• [Work to be completed] Your task is to extract the lines from the one holding "the green leaf" through the end of the material. Set them down exactly and add nothing.

----- Given information

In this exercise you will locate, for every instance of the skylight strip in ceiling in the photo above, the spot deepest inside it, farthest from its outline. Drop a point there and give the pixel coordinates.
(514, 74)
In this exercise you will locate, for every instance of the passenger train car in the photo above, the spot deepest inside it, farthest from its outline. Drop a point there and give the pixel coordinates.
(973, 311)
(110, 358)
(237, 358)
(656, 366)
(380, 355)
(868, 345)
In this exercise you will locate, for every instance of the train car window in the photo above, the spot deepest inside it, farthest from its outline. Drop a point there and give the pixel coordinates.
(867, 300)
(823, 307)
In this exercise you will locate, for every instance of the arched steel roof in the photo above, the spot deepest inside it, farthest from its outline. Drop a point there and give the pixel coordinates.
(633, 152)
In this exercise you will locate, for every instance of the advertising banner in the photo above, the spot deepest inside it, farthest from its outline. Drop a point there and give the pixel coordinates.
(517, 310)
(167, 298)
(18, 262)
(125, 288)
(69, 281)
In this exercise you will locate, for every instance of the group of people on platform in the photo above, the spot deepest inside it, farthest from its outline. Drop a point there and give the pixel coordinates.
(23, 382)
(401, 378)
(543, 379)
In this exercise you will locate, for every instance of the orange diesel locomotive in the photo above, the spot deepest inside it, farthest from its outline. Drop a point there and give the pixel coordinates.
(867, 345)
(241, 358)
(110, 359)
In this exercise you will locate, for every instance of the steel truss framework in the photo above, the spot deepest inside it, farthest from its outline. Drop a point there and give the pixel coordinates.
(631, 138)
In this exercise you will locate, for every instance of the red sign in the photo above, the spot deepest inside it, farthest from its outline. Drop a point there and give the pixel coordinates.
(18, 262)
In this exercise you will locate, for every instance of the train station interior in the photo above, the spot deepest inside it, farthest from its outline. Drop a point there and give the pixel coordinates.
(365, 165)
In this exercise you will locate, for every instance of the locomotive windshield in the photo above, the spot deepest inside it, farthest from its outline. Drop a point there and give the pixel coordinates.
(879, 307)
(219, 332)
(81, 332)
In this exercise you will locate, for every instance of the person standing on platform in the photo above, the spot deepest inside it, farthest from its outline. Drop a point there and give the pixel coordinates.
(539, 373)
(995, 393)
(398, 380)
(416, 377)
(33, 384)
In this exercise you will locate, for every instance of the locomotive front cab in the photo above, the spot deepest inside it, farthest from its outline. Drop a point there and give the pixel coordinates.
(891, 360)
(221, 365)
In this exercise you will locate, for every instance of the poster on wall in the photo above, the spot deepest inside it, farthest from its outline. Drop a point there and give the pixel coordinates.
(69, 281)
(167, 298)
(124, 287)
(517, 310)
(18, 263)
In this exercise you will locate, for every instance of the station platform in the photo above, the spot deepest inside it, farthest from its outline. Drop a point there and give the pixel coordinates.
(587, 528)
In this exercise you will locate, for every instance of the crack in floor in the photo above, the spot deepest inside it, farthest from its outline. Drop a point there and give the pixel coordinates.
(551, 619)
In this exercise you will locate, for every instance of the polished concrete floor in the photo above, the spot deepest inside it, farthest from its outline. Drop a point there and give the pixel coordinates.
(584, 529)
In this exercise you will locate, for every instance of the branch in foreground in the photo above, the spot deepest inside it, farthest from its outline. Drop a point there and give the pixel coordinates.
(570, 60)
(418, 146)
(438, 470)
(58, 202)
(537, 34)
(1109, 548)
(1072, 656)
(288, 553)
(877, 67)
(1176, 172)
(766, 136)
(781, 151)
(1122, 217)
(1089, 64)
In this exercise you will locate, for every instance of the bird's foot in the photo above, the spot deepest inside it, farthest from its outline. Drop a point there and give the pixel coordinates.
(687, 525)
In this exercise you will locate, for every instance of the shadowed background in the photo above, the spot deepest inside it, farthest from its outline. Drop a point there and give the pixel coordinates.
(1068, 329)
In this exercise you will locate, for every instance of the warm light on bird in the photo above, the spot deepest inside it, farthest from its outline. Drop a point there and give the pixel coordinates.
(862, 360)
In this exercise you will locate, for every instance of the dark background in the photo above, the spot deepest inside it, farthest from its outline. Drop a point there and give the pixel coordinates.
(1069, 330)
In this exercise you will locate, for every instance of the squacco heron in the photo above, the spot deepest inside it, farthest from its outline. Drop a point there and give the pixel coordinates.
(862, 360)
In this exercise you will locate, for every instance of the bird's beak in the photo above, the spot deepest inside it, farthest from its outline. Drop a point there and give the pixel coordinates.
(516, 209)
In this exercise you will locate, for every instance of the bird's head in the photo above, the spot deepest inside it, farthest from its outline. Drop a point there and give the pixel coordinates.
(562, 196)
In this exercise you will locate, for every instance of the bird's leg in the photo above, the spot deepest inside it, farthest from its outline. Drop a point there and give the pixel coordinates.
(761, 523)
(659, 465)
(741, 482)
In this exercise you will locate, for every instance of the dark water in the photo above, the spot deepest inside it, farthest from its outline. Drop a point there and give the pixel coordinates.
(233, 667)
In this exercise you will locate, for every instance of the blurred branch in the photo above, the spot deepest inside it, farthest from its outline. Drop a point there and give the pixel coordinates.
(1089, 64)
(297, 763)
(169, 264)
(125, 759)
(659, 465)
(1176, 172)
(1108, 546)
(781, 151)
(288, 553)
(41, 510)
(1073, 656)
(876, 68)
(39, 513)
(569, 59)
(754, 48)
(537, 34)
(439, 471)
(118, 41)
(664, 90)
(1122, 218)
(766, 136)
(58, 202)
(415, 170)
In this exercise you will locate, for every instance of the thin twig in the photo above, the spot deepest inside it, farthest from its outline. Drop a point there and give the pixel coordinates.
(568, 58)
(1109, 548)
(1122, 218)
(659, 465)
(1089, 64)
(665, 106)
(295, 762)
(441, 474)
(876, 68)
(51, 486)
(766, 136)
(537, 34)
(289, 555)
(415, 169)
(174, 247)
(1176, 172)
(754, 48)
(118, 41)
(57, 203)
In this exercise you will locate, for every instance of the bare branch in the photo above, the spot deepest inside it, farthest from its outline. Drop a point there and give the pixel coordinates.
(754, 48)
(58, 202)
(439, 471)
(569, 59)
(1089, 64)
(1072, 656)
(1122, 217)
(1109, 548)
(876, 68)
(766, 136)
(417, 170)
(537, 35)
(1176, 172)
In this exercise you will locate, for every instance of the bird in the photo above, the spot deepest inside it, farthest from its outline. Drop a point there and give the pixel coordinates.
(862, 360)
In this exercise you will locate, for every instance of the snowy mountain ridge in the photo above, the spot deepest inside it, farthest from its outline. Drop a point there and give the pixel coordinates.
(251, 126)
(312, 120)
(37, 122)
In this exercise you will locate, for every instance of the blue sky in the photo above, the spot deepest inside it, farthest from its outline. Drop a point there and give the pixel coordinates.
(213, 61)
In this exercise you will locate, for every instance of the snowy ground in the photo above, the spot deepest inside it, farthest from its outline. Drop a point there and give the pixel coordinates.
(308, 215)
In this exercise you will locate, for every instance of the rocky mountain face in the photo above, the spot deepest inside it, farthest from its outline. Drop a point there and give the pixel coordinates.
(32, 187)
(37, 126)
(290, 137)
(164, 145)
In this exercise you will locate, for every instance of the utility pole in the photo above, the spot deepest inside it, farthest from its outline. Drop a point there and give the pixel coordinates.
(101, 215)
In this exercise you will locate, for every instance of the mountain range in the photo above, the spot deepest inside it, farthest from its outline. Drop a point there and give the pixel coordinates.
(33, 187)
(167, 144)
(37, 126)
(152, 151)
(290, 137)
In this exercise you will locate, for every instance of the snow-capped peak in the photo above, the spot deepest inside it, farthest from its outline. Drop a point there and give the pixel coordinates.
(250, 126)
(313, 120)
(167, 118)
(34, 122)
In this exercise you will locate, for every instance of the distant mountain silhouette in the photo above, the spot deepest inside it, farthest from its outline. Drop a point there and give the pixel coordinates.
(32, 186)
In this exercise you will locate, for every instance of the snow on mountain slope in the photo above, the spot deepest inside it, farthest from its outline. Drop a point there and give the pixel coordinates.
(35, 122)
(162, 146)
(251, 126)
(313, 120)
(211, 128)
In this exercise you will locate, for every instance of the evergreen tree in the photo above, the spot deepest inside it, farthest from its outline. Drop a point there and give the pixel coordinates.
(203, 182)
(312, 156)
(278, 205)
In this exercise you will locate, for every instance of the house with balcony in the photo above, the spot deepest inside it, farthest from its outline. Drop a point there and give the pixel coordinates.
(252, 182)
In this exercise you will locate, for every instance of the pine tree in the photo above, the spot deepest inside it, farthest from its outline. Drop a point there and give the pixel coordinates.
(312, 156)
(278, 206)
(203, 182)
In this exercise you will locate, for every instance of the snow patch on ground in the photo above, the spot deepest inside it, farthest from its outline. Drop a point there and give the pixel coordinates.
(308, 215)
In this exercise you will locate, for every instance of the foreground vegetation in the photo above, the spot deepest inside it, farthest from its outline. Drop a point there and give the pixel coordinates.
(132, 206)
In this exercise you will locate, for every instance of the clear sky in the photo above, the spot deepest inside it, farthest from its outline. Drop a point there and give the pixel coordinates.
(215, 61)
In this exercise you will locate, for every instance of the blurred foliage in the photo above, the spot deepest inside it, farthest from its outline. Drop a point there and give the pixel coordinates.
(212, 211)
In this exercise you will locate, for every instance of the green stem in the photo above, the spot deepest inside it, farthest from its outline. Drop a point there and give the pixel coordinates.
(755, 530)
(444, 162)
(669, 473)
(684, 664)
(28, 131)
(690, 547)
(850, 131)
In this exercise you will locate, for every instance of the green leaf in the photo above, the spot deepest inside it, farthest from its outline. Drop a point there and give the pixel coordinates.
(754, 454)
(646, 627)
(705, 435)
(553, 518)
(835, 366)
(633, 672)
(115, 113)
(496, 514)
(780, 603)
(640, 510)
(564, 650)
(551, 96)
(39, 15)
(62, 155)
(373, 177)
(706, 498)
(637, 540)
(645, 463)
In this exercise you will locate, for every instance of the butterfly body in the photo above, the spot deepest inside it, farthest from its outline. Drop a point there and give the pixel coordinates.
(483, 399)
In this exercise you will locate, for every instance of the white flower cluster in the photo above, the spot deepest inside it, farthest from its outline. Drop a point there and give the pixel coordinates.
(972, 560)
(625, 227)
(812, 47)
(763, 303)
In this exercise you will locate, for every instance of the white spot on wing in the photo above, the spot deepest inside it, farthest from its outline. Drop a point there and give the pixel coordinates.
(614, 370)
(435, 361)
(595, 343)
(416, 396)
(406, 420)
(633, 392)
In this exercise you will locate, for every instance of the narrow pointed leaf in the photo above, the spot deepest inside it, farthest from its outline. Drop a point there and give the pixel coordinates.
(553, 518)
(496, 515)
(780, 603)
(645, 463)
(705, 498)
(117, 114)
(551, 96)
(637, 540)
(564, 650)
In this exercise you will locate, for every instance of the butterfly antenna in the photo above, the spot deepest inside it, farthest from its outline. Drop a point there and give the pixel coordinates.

----------

• [Answer to the exercise]
In this exercise you will locate, for every instance of the green leaf in the photo above, the spot deepest inside it, farthest from its outline. Drop a point there and give the pixel coordinates.
(754, 454)
(646, 627)
(705, 435)
(553, 518)
(835, 366)
(633, 672)
(115, 113)
(496, 514)
(780, 603)
(640, 510)
(564, 650)
(551, 96)
(39, 15)
(62, 155)
(373, 177)
(706, 498)
(637, 540)
(645, 463)
In this exercise you will locate, for every instance of the butterfly body in the photo above, the spot deepest inside it, farthest from its outline. Drop a point there and give the pixel coordinates.
(483, 399)
In this exercise you will locate, for every instance of the white flower cluster in the photo above, the spot deepest inside it, farthest from its outline. Drop a point there and give the pixel coordinates.
(972, 560)
(625, 227)
(812, 47)
(763, 303)
In this exercise you will locate, for every instance of the white spot on wing in the photo above, the spot deepest inside it, farthest from its outline. Drop a point there and give the pixel coordinates.
(614, 370)
(435, 361)
(595, 343)
(416, 396)
(406, 420)
(633, 392)
In this exercise you will locate, for every instance of the narrow pointed leaf in the photo above, the spot deepest inside it, farthest from its outline. Drop a point there and give the pixel coordinates.
(553, 518)
(496, 515)
(780, 603)
(645, 463)
(705, 498)
(117, 114)
(551, 96)
(637, 540)
(564, 650)
In this exercise you will locate, for every instance of the butterfly antenna in the photo above, the spot deepest inside it, farthest from its outline. Drop a point there and give the pixel coordinates.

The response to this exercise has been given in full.